Such intrinsic differences can also be of concern when developing in vitro screening systems for therapeutics and pathogens. The need for highly functional primary lung epithelial cells has led to development of a number of primary cell isolation methods for mouse (Corti et al. (1996)Am. J. Respir. Cell Mol. Biol. 14, 309-15), rat (Goodman & Crandall (1982) Am. J. Physiol. 243, C96-100; Cheek et al. (1989) Exp. Cell Res. 184, 375-87) rabbit (Shen et al. (1999) Pharm. Res. 16, 1280-7), pig (Steimer et al. (2006) Pharm. Res. 23, 2078-93), and human lung tissue (Bur et al. (2006) Eur. J. Pharm. Sci. 28, 196-203; Elbert et al. (1999) Pharm. Res. 16, 601-8). However, differences between tissue responses between species have been noted, a possible drawback to using primary animal lung cells (Denham et al. (2007) Am. J. Physiol. Lung Cell. Mol. Physiol. 292, L1241-7; Carter et al. (2006) J. Occup. Environ. Med. 48, 1265-78).

*Extracted records*:
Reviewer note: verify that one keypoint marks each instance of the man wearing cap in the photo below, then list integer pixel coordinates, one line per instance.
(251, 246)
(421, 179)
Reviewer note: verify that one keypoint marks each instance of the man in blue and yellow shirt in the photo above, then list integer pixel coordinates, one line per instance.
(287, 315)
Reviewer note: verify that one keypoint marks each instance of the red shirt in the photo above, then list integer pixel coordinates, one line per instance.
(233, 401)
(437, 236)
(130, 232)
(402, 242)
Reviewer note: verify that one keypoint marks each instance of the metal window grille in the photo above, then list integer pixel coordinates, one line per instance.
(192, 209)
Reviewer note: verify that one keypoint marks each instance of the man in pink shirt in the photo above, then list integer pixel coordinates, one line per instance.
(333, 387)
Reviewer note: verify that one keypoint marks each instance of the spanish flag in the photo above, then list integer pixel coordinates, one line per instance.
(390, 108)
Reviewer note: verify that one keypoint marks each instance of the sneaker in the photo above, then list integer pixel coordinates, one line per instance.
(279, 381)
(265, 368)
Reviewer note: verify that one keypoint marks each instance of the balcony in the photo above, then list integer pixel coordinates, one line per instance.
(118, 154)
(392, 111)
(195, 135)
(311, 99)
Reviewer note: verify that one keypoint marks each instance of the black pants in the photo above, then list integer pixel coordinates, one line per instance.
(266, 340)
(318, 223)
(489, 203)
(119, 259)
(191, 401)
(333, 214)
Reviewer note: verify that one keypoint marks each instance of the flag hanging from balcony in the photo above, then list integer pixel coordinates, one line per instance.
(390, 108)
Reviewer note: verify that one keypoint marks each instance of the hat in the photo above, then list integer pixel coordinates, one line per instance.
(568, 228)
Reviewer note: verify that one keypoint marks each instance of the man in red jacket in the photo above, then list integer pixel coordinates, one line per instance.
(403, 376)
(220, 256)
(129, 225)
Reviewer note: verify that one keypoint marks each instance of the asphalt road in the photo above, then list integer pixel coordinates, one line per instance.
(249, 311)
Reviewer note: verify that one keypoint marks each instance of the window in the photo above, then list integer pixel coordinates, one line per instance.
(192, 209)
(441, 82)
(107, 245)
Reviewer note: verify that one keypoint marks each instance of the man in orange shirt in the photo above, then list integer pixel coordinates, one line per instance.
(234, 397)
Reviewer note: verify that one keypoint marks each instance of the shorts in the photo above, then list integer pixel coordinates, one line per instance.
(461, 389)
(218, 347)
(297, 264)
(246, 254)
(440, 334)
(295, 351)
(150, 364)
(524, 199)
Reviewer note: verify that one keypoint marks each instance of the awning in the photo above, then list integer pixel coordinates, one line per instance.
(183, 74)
--
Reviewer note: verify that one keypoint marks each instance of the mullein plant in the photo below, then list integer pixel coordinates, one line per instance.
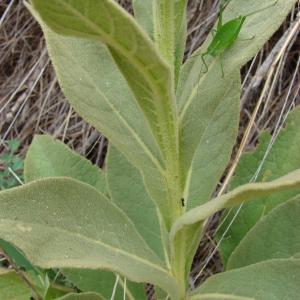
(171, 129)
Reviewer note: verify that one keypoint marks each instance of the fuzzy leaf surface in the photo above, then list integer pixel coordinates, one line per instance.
---
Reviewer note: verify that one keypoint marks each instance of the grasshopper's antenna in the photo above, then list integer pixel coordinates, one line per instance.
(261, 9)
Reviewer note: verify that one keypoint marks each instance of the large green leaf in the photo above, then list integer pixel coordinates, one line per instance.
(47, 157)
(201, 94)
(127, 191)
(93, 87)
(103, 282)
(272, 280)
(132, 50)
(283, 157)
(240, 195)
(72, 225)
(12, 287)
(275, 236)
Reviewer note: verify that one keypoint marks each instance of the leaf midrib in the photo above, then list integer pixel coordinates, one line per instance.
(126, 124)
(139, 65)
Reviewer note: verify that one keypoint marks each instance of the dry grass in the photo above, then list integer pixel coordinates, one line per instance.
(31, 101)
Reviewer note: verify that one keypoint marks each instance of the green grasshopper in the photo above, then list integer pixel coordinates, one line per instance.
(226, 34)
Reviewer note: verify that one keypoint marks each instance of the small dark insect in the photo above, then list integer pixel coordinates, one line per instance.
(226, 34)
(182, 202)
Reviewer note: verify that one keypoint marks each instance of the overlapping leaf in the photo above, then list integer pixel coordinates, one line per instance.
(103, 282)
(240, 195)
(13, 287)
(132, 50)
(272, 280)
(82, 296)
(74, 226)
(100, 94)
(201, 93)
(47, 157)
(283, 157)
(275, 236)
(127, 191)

*What this task involves*:
Name every species whose lung tissue, according to the text on primary lung epithelial cells, has had primary cell isolation methods developed for it. Nothing in the listing is needed here.

*Your solution*:
Mouse, rat, rabbit, pig, and human.